─── SOURCE DOCUMENT ───

Trump has restricted nearly all immigration, but his administration recently granted seasonal workers 60-day extensions, affecting some meat and poultry workers.
Roughly 350 foreign workers were certified for meat
and poultry gigs in 2019, according to Daniel Costa at the Economic Policy Institute. Such H-2B visa holders, capped at 66,000 annually, are commonly used in landscaping and resorts.
But there’s been willingness to expand. A plan to add 35,000 seasonal workers — which Trump supports in tight labor markets — was suspended in April for “present economic circumstances.”
After the outbreak closed several plants, the industry got Trump’s help; he issued an order classifying meat processing as critical.
Migrants make up nearly 40% of the industry’s roughly 470,000 workers, with higher concentrations in states like South Dakota, where they are 58% of workers, and Nebraska, where they’re 66%, according to the nonprofit Migration Policy Institute. Estimates on undocumented migrants vary from 14% to the majority at some plants.

─── DATA EXTRACT ───

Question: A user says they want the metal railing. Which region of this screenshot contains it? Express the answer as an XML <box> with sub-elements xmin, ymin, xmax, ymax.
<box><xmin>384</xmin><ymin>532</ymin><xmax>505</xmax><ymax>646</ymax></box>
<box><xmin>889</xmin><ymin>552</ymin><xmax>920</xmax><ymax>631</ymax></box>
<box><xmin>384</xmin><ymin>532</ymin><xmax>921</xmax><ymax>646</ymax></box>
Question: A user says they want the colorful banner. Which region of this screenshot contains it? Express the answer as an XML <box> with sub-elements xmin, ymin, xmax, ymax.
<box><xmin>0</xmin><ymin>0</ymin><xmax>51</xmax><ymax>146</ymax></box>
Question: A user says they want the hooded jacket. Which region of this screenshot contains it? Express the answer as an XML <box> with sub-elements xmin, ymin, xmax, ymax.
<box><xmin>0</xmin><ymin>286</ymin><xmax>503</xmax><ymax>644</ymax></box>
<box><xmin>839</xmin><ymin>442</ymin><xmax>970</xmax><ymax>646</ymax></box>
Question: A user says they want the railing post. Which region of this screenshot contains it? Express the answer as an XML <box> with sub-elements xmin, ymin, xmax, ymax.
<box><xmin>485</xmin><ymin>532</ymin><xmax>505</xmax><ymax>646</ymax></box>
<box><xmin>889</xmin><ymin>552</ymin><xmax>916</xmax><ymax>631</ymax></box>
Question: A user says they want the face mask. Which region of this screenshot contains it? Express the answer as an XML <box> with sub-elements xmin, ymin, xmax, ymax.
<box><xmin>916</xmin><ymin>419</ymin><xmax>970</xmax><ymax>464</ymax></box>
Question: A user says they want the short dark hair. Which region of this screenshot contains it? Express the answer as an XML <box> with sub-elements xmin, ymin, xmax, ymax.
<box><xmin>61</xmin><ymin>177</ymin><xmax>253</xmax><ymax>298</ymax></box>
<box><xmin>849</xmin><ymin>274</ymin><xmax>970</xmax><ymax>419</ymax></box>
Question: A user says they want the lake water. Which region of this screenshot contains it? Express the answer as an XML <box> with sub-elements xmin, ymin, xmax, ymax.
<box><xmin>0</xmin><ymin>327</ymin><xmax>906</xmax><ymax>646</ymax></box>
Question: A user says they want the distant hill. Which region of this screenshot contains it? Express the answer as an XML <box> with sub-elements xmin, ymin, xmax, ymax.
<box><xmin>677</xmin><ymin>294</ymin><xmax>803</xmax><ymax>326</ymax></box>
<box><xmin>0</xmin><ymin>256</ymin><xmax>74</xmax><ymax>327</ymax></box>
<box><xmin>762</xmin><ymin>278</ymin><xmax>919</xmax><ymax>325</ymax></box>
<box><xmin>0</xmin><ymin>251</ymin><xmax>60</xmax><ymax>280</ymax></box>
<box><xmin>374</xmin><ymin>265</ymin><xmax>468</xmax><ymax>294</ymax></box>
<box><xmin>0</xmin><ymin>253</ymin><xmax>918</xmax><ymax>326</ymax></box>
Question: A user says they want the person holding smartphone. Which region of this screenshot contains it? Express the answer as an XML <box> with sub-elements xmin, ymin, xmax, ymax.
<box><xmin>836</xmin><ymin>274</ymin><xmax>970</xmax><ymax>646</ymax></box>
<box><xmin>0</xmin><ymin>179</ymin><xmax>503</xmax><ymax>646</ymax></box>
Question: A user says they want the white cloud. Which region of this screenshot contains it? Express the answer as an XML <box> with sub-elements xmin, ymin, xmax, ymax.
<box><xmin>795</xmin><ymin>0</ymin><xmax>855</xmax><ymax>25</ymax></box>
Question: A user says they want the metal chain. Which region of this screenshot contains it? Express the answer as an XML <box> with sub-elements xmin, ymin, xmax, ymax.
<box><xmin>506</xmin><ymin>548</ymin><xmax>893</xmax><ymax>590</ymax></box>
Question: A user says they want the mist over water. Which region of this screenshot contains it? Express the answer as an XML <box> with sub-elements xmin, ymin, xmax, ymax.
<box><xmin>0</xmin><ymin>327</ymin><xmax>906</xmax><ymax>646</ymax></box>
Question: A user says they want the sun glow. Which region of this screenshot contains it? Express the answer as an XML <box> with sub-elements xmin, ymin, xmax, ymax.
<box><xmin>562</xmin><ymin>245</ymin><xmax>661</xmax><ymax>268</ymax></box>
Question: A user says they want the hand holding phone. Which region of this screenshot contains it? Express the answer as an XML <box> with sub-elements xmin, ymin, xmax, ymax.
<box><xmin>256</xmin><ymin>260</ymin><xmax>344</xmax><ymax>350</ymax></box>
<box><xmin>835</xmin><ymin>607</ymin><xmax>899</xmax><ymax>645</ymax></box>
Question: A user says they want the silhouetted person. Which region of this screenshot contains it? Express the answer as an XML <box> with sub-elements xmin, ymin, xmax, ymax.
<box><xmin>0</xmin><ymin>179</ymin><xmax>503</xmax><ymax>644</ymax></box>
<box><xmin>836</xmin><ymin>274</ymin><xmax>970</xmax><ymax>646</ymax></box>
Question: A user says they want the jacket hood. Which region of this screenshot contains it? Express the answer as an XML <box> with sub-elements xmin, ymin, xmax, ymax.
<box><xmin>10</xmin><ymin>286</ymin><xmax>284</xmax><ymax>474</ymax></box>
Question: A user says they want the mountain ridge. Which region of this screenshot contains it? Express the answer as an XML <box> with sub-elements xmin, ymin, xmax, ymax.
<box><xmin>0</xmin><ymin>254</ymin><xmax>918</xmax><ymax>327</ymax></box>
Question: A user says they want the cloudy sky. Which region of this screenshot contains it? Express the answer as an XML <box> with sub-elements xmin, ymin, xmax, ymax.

───

* _REQUIRED ACTION A_: Summarize the article on meat and poultry workers in two sentences.
* _REQUIRED ACTION B_:
Answer these questions from the article on meat and poultry workers:
(i) How many foreign workers were certified for meat and poultry jobs in 2019?
(ii) What percentage of workers in Nebraska's meat industry are migrants?
(iii) How did Trump's order classify meat processing?
* _REQUIRED ACTION C_: Pick up the article on meat and poultry workers from its last sentence and continue it.

* _OUTPUT A_: Although Trump has restricted nearly all immigration, his administration granted seasonal workers 60-day extensions, while a plan to add 35,000 seasonal workers was suspended in April; about 350 foreign workers on H-2B visas, which are capped at 66,000 a year, were certified for meat and poultry jobs in 2019. After the outbreak closed several plants, Trump issued an order classifying meat processing as critical, and migrants make up nearly 40% of the industry's roughly 470,000 workers, with higher shares in South Dakota and Nebraska.

* _OUTPUT B_:
(i) Roughly 350.
(ii) 66%.
(iii) As critical.

* _OUTPUT C_:
The industry argues it offers ample jobs with benefits and opportunities to advance for all workers. Paulina Francisco said her 21 years at Smithfield in Sioux City, Iowa, helped her buy a home, something she didn’t think possible when she immigrated from Guatemala. She’s now a citizen.
RURAL OPTIONS FEW
Still, most jobs are rural, limiting workers’ access to lawyers, favorable union laws and other jobs. Hourly pay averages as low as $12.50 for backbreaking work, often conducted side-by-side. Workers in the country without authorization fear deportation for speaking up.
“Vulnerable populations work well for them,” Joshua Specht, a University of Notre Dame professor, said of the industry.
Chicken plants extensively recruited migrants in the 1990s as union organizing among majority-black workers increased. One Morton, Miss., plant advertised in Miami’s Cuban stores and newspapers, busing workers willing to accept lower wages, a tactic replicated across the South, according to University of North Carolina-Chapel Hill anthropologist Angela Stuesse.
Initially, it was migrants with work authorization, but they were replaced by undocumented Mexicans and Guatemalans. Argentinians, Uruguayans and Peruvians followed. By the 2000s, the labor pool was self-sustaining with word-of-mouth.
Sudanese refugee Salaheldin Ahmed, 44, heard about Smithfield’s jobs while in New Hampshire and moved to South Dakota six years ago. After escaping war, little fazes the forklift driver, not even a positive covid-19 test.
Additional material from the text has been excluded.